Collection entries
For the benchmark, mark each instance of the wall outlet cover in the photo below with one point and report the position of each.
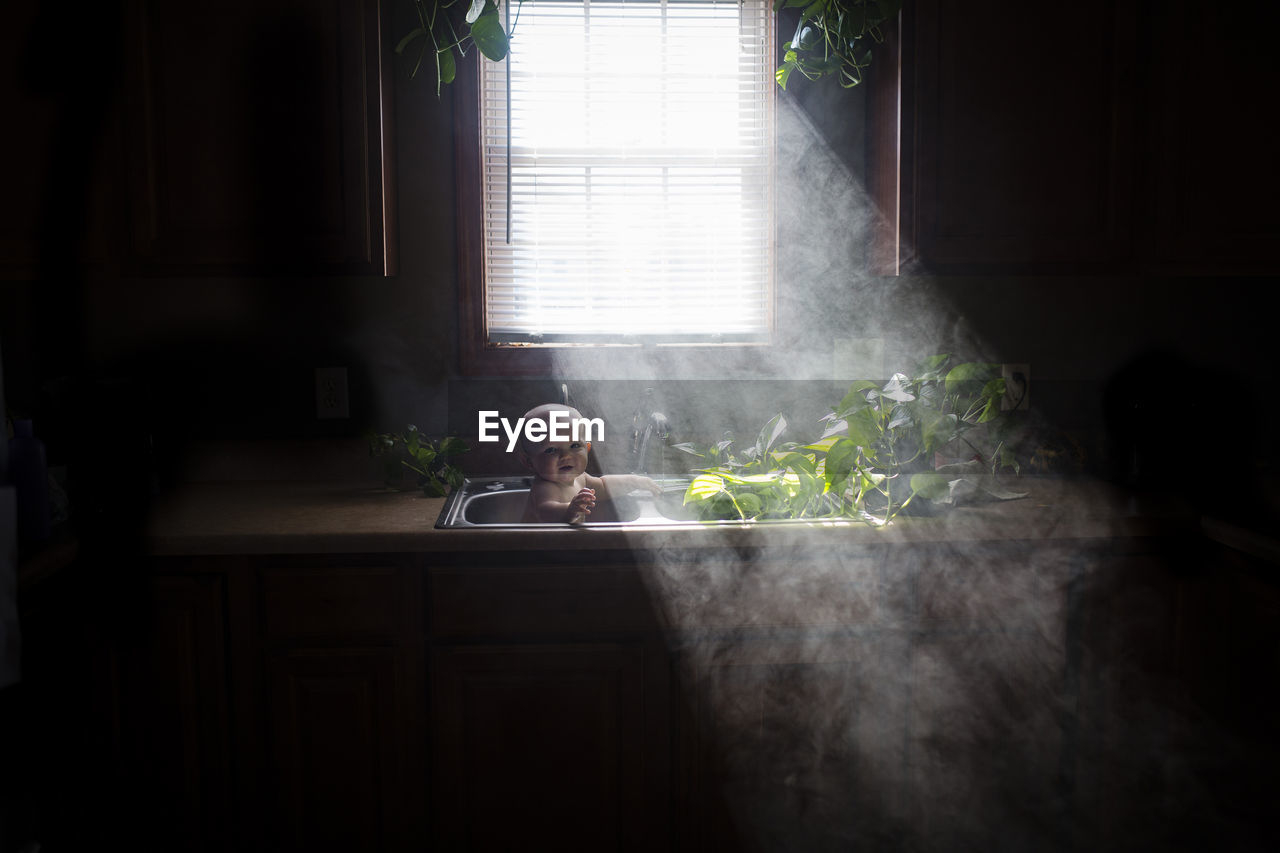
(332, 401)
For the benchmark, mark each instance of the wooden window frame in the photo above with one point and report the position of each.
(476, 356)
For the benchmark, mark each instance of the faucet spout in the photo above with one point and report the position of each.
(656, 425)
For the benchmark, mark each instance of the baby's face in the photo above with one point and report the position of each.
(557, 461)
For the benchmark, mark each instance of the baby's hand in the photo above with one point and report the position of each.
(581, 505)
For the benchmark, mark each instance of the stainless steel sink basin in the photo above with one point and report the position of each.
(499, 501)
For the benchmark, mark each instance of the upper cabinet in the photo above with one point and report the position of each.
(257, 137)
(1112, 136)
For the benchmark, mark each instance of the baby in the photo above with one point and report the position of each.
(562, 489)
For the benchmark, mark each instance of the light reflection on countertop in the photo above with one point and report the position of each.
(237, 518)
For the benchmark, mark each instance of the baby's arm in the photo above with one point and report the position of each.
(547, 506)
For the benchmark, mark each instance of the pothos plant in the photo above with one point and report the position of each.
(873, 457)
(430, 460)
(832, 37)
(448, 27)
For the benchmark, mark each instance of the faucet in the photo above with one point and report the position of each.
(645, 424)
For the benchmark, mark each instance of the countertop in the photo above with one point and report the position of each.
(248, 518)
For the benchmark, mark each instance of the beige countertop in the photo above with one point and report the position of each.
(245, 518)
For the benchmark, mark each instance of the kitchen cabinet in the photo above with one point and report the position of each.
(1093, 140)
(259, 137)
(823, 692)
(174, 712)
(342, 703)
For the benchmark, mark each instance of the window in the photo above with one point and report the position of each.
(625, 164)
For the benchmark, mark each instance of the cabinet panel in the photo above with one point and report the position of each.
(1212, 169)
(549, 747)
(1023, 136)
(722, 589)
(478, 601)
(176, 711)
(257, 136)
(337, 724)
(347, 605)
(791, 743)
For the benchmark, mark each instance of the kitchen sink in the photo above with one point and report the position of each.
(499, 501)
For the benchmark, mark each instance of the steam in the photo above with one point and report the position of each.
(856, 693)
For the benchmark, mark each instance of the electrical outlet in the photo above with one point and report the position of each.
(332, 393)
(1018, 387)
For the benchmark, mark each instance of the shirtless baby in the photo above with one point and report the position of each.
(562, 489)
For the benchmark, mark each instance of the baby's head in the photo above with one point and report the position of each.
(557, 461)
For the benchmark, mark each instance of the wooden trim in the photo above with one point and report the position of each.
(476, 356)
(883, 151)
(382, 118)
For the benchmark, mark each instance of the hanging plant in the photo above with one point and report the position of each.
(448, 27)
(833, 37)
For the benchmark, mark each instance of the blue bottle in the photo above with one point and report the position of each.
(28, 469)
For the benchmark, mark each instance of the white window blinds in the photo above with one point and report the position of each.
(634, 197)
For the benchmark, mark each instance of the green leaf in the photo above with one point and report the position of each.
(771, 432)
(826, 442)
(896, 388)
(410, 37)
(855, 398)
(937, 429)
(703, 488)
(452, 446)
(444, 64)
(840, 463)
(794, 460)
(961, 377)
(929, 484)
(490, 37)
(864, 429)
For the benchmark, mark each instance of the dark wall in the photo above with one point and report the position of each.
(233, 356)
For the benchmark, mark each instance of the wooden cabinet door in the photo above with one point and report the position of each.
(1211, 165)
(337, 755)
(259, 136)
(549, 747)
(176, 719)
(342, 707)
(1018, 136)
(791, 742)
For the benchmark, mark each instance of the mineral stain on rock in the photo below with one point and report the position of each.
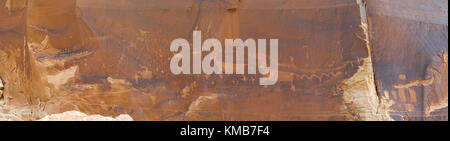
(338, 60)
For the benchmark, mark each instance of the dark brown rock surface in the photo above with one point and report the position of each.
(338, 59)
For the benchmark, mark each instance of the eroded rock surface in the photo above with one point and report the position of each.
(338, 60)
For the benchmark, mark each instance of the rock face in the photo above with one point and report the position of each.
(338, 60)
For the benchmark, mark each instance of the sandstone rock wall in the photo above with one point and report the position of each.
(338, 59)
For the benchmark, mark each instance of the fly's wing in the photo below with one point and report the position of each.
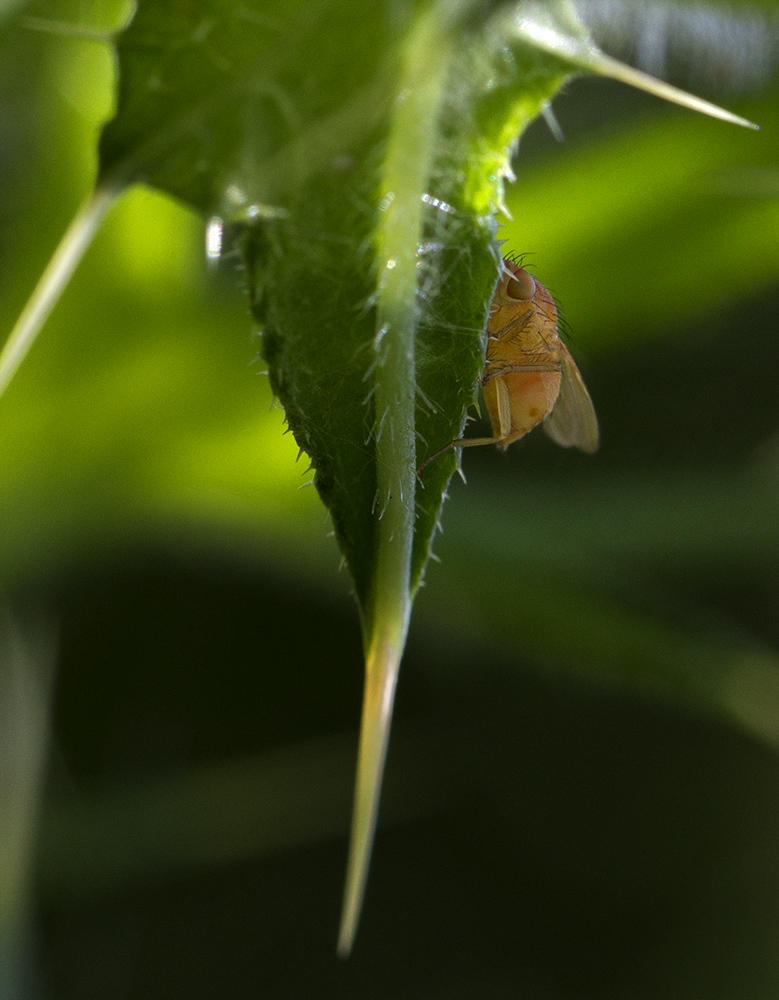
(572, 422)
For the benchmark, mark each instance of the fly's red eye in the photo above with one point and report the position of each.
(522, 286)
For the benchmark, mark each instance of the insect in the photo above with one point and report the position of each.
(529, 376)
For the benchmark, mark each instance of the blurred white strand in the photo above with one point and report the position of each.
(711, 45)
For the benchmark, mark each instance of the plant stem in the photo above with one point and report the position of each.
(66, 258)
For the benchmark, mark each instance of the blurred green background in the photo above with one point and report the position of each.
(582, 796)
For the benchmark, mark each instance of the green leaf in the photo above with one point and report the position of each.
(357, 161)
(359, 169)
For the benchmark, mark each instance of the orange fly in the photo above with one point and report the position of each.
(529, 376)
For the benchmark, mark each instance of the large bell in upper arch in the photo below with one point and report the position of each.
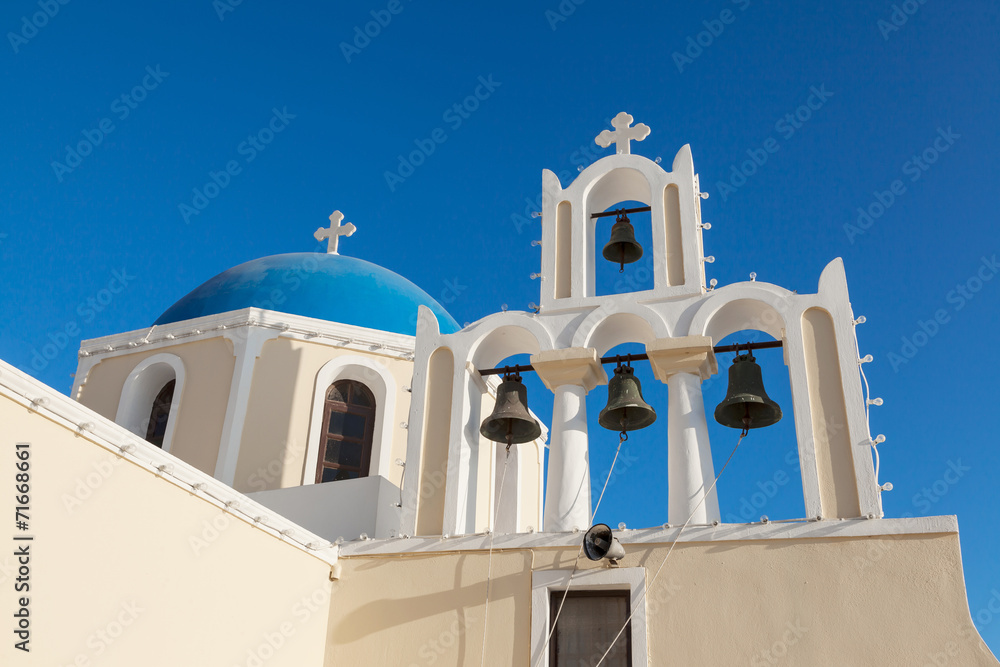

Problem to work on: Count the lines in the material that contain the word "upper", and reply with that number alone.

Complete output: 2